* START *

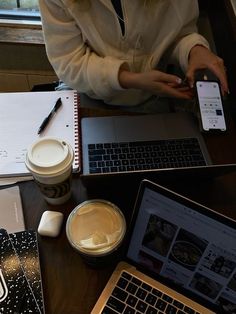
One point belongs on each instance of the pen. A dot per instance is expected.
(49, 117)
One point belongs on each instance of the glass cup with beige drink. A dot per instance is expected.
(50, 161)
(96, 229)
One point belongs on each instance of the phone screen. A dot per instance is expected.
(211, 107)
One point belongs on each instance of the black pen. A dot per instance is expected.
(51, 114)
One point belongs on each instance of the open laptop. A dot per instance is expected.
(180, 257)
(145, 144)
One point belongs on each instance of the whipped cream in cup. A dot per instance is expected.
(49, 160)
(96, 229)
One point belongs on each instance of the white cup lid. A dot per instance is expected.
(48, 154)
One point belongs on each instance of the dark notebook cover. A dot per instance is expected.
(15, 293)
(26, 246)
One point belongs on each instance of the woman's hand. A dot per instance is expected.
(202, 58)
(156, 82)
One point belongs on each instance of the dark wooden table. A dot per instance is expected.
(72, 287)
(69, 285)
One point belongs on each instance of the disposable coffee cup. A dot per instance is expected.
(50, 162)
(96, 229)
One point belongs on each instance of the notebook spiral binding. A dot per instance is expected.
(77, 132)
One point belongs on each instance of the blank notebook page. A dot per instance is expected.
(21, 114)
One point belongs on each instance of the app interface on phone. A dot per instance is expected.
(211, 105)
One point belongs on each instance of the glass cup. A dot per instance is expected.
(50, 162)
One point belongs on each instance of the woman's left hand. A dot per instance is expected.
(202, 58)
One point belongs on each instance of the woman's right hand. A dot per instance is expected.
(156, 82)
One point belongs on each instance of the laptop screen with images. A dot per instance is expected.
(185, 243)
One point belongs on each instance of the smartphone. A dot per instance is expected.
(210, 105)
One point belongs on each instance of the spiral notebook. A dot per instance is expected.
(21, 115)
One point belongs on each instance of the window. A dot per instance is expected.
(19, 11)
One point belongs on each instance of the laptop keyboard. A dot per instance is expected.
(133, 296)
(136, 156)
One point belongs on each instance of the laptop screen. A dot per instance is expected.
(186, 243)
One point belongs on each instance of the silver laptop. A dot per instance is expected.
(145, 144)
(179, 257)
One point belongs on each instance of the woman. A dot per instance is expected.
(118, 51)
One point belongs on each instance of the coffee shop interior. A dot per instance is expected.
(66, 282)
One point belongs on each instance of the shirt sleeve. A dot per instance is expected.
(189, 36)
(72, 59)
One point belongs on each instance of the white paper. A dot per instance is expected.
(21, 114)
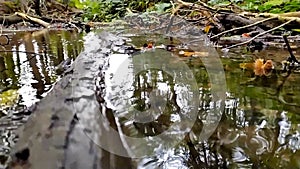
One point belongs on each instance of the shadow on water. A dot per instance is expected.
(259, 127)
(29, 66)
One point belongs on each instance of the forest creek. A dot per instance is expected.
(111, 84)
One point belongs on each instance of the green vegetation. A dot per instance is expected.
(107, 10)
(272, 6)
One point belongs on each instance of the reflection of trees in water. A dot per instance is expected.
(50, 51)
(159, 102)
(254, 131)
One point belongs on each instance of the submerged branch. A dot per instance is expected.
(243, 27)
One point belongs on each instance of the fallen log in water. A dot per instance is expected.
(64, 129)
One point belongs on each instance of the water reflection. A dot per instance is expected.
(259, 126)
(28, 65)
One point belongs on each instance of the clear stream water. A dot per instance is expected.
(259, 127)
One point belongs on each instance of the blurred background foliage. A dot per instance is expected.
(107, 10)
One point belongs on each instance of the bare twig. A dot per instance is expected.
(243, 27)
(36, 20)
(263, 33)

* END *

--- Task goal ---
Starting at the line that contains "One point belongs on each instance of the clear" and continuing through the last line of the items, write out every line again, including the requests, which stay unchanged. Multiply each point coordinate in the answers by 2.05 and round to a whole number, with halves rounding up.

--- Finished task ---
One point belongs on each instance of the clear stream water. A dot per instance is expected.
(531, 260)
One point belongs on each instance of the blurred background foliage. A dot per instance is expected.
(219, 21)
One point belongs on each instance of the bare twig. A dot per instance is expected.
(498, 55)
(74, 41)
(539, 68)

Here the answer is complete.